HOW TO COMPLETE THIS TASK:
Go through the records and copy each line where the word "positive" occurs.

Segment Start: MATERIAL SHOWN

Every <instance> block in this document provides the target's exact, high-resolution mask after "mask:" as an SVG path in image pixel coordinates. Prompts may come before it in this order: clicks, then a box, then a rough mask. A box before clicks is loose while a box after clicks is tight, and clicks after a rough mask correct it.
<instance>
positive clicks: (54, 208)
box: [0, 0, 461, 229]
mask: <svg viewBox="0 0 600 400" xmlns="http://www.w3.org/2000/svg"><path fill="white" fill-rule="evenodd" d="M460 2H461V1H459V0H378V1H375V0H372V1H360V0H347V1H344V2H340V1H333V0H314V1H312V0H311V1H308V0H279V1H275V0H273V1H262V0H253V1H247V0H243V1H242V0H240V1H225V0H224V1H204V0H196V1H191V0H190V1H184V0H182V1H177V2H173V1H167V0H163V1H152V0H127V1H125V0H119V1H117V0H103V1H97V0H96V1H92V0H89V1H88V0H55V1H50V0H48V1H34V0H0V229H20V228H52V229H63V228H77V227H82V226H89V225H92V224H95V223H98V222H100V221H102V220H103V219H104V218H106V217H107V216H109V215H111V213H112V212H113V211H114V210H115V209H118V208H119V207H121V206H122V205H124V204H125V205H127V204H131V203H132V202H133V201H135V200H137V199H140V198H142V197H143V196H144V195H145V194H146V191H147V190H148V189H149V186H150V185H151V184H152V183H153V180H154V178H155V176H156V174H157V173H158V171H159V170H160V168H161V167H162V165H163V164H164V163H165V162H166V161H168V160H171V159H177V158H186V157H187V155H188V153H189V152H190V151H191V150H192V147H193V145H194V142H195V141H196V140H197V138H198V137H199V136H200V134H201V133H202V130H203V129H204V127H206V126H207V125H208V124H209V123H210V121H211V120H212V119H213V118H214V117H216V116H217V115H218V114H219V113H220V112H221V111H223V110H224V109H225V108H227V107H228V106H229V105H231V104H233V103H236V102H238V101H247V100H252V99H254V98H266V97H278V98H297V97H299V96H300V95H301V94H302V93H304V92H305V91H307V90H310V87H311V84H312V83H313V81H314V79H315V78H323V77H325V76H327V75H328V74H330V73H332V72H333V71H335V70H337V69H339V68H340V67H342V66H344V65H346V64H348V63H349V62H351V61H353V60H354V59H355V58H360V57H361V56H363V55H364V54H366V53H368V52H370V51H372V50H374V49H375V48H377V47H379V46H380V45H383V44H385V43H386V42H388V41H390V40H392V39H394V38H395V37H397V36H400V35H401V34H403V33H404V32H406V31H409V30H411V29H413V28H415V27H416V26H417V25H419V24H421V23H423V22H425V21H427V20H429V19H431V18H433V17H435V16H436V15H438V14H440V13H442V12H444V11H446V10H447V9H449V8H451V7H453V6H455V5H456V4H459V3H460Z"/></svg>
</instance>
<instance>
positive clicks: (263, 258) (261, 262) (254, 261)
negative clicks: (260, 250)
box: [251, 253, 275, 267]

Segment End: MATERIAL SHOWN

ANSWER SPACE:
positive clicks: (54, 208)
positive clicks: (263, 258) (261, 262) (254, 261)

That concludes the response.